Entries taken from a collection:
== Segment start ==
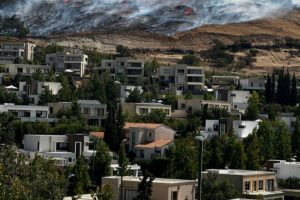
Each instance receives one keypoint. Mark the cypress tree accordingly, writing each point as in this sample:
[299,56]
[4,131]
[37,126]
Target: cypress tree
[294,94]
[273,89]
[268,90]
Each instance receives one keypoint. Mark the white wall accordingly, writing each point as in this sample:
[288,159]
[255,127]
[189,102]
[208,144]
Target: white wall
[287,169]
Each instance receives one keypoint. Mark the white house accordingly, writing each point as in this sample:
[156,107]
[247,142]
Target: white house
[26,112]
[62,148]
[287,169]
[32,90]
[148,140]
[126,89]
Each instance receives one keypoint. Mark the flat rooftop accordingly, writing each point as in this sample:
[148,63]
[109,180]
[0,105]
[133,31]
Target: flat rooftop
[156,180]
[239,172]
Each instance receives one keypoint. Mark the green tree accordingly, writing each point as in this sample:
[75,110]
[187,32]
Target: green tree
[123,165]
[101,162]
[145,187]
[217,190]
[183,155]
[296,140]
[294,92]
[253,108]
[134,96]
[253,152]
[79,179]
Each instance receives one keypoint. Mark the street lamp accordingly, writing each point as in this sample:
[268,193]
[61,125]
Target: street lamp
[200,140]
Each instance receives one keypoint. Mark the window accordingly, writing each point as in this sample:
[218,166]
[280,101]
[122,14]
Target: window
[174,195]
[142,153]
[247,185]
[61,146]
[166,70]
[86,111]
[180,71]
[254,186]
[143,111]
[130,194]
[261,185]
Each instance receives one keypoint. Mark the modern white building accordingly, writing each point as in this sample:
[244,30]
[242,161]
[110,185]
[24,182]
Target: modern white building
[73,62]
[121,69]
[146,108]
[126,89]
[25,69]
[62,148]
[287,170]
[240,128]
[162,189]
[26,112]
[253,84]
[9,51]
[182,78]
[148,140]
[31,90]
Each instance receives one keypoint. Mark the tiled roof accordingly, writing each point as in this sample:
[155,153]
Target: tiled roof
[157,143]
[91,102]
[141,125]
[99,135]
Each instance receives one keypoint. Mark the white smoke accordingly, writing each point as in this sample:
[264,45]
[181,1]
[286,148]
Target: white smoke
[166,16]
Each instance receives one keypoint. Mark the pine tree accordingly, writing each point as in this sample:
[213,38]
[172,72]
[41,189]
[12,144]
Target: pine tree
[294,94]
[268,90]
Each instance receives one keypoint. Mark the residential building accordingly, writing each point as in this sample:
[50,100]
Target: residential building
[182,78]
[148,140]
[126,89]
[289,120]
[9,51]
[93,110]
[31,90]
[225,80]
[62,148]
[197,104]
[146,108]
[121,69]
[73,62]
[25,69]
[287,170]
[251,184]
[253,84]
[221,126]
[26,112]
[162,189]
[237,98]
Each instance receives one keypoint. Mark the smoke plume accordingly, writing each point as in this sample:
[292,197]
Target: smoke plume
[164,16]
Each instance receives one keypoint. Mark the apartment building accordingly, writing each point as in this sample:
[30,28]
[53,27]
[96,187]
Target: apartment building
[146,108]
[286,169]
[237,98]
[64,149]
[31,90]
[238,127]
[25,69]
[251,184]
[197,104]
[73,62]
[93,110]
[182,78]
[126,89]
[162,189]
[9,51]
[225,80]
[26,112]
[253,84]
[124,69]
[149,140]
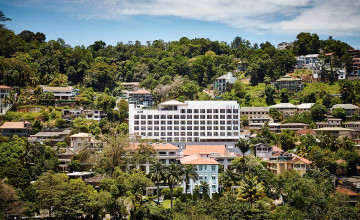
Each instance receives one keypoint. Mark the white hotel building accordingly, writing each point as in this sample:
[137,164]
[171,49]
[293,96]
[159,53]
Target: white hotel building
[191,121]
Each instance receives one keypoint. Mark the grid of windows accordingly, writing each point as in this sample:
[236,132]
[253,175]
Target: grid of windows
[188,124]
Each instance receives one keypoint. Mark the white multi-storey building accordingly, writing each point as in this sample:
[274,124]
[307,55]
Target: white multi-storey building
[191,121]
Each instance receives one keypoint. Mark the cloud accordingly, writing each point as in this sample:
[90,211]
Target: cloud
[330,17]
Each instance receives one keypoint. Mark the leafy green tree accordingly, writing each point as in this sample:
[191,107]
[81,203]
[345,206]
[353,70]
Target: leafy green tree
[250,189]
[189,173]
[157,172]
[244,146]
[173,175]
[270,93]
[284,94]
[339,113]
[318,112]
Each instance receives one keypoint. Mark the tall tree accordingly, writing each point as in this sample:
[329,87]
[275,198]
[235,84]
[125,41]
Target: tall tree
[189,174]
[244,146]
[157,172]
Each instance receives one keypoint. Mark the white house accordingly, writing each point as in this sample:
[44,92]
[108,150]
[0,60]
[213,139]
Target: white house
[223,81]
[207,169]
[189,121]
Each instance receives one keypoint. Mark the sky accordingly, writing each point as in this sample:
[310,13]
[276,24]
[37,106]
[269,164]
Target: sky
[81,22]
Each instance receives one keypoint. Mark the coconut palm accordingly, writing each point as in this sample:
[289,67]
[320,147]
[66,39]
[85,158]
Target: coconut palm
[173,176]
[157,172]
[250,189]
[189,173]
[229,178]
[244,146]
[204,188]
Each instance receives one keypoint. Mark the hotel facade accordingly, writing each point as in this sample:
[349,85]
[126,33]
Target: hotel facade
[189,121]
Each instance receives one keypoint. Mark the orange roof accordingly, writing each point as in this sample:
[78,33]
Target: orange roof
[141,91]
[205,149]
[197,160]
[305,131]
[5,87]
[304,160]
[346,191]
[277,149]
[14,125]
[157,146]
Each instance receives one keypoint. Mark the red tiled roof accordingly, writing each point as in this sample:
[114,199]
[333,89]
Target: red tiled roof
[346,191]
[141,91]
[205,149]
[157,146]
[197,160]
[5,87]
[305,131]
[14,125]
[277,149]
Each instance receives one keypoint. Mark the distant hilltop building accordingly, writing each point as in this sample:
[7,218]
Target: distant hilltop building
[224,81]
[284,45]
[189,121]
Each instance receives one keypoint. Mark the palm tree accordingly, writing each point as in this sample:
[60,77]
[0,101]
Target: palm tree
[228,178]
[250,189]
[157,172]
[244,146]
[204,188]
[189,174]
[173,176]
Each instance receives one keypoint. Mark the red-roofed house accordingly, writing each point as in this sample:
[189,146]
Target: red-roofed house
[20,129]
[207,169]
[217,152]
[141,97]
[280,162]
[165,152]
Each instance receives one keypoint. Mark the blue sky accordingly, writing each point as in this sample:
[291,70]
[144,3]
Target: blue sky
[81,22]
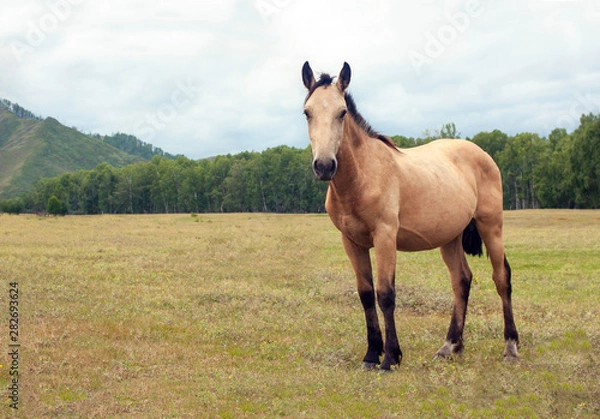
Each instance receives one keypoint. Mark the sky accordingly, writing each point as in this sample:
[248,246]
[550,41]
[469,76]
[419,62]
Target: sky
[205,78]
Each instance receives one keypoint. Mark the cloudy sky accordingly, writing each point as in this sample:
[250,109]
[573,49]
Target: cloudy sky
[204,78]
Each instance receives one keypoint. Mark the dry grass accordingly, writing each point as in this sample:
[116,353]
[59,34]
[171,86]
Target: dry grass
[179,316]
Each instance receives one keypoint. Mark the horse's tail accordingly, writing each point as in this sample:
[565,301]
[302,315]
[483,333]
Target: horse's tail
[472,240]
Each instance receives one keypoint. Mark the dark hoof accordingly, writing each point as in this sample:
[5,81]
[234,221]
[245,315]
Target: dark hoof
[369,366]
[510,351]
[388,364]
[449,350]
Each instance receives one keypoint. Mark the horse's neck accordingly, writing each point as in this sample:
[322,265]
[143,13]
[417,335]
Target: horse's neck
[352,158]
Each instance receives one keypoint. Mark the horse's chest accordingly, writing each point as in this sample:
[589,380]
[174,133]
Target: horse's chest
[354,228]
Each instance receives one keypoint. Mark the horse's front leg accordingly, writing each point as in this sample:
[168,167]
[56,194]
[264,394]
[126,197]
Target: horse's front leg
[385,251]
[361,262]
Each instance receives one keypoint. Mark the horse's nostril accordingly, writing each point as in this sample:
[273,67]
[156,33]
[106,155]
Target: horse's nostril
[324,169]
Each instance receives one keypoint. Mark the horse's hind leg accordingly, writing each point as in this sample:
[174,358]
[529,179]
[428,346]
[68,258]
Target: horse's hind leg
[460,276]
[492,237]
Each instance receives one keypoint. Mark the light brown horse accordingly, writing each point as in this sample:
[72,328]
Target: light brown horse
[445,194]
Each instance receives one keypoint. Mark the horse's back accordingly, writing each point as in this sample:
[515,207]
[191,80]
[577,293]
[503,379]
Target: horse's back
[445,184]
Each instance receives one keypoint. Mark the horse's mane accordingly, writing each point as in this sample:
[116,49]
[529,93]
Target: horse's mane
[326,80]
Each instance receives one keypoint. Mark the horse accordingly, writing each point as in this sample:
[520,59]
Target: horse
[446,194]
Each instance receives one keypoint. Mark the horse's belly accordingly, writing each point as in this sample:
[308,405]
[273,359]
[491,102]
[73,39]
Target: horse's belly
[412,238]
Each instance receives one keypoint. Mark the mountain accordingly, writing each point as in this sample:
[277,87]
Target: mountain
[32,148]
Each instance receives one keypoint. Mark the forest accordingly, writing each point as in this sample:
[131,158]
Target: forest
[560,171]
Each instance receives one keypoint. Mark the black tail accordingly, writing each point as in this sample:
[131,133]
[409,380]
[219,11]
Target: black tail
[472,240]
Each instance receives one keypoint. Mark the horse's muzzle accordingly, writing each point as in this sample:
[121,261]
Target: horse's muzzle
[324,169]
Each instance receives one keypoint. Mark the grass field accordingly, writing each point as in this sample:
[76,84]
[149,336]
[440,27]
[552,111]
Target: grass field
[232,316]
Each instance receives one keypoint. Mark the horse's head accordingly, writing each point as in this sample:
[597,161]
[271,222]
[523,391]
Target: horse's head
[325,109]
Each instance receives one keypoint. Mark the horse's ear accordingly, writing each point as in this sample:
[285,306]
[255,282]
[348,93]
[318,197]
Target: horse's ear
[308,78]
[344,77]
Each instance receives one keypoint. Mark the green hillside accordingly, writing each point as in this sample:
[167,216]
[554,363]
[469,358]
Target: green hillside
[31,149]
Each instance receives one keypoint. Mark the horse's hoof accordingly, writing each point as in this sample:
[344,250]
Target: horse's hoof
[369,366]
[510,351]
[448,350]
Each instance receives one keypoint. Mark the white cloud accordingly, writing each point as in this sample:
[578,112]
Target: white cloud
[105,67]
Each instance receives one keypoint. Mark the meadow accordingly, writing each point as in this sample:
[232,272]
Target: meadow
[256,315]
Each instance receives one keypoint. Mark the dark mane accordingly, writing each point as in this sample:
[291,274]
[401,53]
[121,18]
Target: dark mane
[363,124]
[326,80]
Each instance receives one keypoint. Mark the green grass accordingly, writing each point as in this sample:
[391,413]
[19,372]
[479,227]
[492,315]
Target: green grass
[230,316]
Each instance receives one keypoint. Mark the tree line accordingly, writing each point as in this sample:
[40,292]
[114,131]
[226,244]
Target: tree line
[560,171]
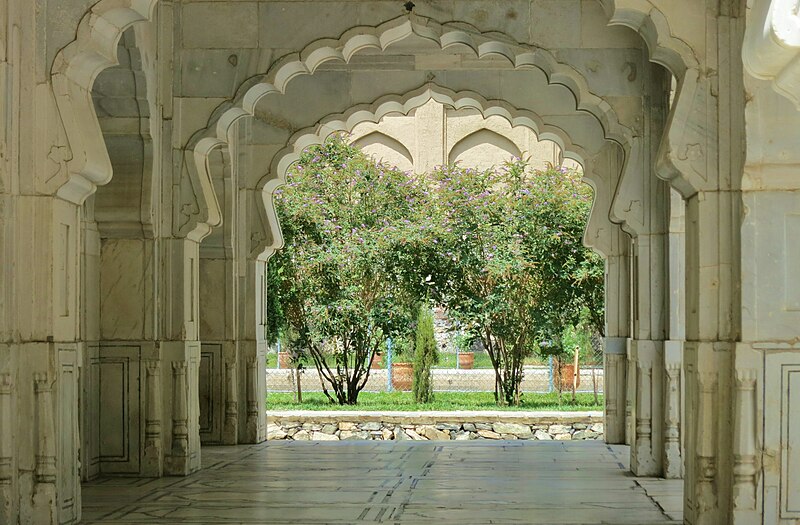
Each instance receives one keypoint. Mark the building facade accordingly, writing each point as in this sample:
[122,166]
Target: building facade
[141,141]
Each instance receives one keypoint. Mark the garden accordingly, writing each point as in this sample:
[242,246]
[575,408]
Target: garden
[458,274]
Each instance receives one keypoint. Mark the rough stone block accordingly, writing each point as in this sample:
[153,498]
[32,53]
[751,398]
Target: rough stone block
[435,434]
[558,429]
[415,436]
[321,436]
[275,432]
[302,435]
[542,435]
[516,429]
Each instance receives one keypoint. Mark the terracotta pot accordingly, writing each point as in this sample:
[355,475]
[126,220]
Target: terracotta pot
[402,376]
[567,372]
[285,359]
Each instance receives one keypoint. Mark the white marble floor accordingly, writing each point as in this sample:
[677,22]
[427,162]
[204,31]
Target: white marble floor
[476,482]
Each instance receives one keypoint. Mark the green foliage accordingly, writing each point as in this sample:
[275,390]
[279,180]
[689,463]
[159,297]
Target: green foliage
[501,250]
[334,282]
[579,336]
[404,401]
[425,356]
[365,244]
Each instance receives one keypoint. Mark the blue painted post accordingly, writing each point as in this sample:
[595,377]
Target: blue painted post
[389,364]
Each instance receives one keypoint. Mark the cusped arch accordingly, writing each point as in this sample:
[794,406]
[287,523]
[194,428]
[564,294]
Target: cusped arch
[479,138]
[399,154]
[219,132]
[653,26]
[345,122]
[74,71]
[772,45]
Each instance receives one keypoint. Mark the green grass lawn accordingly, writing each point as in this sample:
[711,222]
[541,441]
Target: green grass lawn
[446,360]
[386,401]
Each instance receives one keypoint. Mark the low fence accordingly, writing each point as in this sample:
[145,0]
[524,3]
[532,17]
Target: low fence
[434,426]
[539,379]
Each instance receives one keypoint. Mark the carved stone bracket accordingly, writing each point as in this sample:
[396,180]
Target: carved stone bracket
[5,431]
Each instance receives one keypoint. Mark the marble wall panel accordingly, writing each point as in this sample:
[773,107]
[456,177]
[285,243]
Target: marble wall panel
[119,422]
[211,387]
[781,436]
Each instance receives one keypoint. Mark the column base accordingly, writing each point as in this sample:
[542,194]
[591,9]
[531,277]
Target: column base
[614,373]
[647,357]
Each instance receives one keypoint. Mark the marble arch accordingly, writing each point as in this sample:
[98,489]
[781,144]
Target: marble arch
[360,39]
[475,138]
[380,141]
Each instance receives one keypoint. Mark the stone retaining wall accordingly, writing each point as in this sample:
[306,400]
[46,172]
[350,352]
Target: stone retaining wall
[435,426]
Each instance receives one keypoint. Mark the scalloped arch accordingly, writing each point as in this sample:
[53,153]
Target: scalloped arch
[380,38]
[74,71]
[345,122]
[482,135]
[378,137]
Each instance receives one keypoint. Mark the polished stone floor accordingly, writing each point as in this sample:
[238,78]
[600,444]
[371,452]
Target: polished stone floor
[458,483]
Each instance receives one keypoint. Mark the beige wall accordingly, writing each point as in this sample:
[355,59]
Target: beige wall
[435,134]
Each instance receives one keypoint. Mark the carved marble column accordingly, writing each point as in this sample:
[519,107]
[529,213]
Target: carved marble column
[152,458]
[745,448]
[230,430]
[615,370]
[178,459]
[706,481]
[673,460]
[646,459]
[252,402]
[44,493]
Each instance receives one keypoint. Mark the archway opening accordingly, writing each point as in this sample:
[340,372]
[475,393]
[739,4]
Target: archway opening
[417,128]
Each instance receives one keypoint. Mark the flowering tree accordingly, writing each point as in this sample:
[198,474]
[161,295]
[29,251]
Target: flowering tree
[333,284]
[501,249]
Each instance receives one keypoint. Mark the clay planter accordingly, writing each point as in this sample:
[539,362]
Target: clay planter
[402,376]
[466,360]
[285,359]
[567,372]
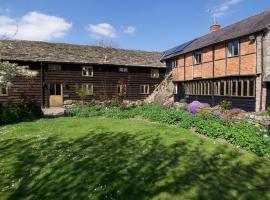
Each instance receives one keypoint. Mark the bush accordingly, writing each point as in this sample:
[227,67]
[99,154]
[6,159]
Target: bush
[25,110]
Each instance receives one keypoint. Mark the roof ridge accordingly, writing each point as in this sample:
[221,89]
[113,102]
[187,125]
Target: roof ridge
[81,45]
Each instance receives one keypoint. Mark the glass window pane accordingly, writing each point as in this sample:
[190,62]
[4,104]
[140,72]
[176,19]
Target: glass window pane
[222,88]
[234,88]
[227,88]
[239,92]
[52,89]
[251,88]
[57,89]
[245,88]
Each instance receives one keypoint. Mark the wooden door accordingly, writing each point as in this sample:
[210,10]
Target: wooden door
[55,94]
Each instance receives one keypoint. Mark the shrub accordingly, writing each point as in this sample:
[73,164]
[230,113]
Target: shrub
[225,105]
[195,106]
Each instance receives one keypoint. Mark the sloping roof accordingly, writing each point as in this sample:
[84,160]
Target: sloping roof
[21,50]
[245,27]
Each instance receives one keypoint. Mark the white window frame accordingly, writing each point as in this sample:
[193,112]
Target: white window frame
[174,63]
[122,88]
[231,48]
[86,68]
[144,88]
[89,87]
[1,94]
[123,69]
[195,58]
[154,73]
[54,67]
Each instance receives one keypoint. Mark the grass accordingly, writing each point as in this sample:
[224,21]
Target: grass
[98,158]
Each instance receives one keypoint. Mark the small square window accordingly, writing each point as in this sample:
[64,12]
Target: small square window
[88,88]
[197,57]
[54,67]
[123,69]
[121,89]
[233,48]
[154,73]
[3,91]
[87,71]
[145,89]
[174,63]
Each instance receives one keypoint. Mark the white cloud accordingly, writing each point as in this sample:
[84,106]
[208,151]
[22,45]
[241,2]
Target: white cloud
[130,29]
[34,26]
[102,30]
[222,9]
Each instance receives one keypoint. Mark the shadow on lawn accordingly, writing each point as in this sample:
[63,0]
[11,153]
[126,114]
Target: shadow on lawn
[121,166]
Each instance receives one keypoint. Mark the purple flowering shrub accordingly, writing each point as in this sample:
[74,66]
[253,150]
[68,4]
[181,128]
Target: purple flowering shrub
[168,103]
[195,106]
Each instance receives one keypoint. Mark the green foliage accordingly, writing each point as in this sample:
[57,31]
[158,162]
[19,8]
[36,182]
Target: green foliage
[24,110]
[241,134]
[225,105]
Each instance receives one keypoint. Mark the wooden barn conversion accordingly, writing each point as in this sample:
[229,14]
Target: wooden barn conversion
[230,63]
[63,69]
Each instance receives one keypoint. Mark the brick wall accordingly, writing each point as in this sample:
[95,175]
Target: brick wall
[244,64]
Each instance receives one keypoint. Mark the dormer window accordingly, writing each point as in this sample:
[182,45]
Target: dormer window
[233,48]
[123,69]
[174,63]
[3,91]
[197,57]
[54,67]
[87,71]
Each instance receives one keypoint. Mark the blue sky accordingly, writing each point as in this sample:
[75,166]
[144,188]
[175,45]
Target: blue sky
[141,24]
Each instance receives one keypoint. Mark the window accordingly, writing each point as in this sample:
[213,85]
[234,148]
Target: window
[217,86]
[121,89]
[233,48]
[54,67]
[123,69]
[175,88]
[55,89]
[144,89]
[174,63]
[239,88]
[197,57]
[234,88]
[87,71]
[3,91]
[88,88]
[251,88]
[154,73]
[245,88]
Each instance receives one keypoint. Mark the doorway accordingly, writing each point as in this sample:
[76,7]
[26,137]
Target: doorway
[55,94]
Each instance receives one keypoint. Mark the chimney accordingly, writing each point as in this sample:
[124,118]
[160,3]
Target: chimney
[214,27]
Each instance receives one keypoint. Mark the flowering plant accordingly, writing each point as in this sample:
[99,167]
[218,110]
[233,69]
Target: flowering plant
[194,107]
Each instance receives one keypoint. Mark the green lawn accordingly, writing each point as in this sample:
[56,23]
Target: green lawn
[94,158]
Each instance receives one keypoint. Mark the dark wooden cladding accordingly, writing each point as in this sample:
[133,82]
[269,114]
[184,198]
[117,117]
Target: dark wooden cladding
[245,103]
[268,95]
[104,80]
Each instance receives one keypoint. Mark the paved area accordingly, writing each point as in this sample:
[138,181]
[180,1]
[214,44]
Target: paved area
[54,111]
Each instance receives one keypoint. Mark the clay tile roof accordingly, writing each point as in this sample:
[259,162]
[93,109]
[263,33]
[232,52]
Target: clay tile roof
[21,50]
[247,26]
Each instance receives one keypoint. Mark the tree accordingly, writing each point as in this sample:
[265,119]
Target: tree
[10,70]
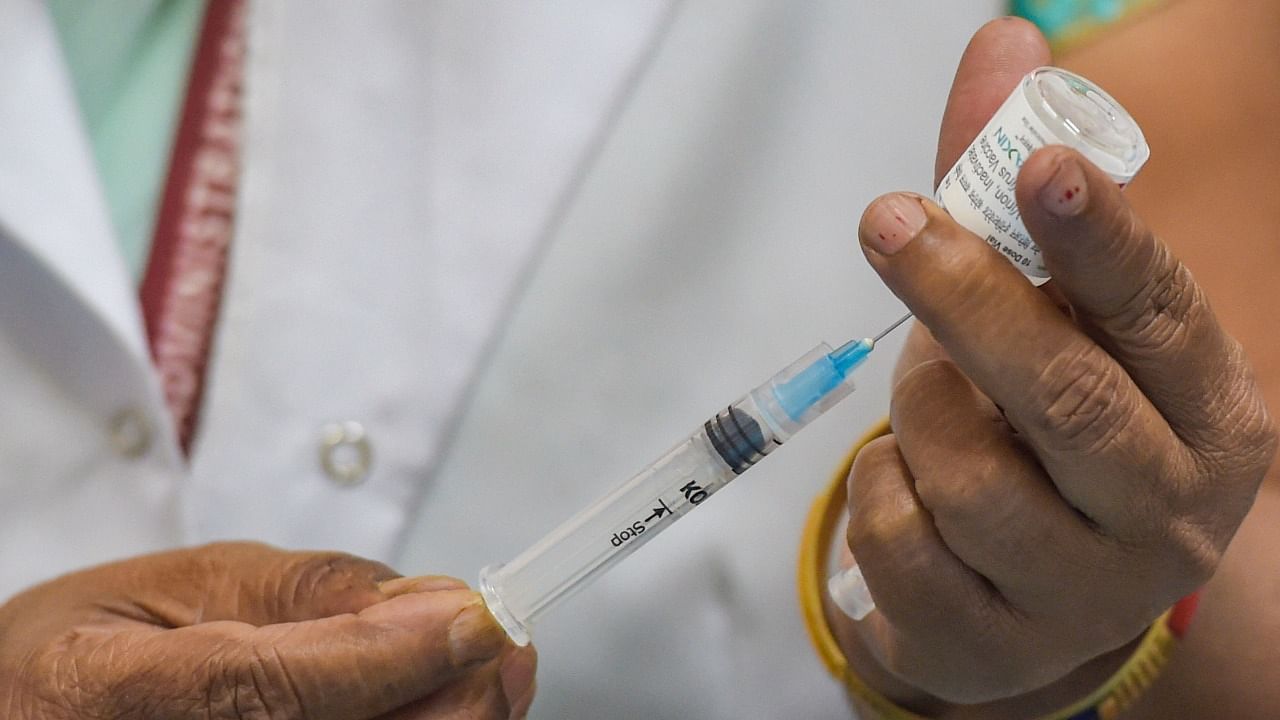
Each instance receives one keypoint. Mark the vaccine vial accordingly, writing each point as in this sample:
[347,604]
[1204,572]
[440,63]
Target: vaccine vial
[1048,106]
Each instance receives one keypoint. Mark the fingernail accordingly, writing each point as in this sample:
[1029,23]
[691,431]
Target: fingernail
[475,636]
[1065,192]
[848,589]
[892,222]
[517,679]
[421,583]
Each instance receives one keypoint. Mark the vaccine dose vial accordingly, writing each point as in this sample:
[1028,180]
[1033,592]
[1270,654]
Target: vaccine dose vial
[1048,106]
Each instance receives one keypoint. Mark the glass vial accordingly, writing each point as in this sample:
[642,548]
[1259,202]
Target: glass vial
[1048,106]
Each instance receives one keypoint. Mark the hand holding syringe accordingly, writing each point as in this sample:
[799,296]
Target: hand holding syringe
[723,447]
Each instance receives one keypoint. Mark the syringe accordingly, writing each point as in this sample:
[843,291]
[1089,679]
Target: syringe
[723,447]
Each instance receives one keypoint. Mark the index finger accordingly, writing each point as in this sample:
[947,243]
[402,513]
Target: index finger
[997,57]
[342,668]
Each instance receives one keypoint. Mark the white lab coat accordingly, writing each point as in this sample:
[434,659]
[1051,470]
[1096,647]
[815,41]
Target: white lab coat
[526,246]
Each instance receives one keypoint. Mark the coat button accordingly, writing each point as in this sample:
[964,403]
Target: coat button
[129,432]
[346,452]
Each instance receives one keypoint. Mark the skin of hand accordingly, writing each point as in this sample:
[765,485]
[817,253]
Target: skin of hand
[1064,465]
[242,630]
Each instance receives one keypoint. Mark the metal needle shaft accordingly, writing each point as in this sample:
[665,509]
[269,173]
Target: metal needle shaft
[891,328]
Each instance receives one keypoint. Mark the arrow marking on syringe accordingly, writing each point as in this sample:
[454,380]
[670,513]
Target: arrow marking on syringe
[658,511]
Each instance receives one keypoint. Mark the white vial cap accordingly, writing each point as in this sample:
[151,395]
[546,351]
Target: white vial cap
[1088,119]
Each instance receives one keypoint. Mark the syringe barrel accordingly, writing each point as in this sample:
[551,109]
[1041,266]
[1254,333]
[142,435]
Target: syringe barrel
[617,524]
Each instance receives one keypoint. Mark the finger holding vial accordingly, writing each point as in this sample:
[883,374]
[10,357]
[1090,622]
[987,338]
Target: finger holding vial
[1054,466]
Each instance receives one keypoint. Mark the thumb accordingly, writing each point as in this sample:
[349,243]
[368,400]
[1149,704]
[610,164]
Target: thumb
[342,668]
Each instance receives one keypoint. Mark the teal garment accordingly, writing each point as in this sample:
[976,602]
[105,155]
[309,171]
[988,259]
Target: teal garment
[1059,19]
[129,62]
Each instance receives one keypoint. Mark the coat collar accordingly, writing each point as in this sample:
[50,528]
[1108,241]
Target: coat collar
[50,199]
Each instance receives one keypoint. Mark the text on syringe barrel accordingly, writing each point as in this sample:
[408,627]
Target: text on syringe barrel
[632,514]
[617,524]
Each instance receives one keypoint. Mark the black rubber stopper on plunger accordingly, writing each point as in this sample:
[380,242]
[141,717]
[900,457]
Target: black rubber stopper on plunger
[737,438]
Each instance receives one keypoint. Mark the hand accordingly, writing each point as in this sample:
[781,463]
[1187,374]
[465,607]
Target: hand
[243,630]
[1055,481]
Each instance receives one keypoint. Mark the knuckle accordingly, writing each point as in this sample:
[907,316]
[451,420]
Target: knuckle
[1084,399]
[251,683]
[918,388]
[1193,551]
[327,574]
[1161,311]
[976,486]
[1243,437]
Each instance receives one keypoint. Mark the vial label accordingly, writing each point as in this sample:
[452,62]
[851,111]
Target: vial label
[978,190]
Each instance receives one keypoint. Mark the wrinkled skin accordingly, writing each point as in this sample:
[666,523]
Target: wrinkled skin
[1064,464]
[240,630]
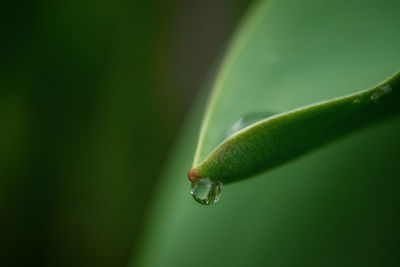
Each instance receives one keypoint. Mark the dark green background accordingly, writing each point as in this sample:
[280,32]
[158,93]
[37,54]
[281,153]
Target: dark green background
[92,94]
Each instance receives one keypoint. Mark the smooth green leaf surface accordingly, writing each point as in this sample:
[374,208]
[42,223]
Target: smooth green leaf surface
== Segment end ==
→ **Instructions for the task**: In the records, find every line that has the string "smooth" and copy it.

→ **Problem solution**:
Each instance receives one keypoint. Mark the smooth green leaf surface accordingly, writing each point as in this sample:
Target: smooth green leaf surface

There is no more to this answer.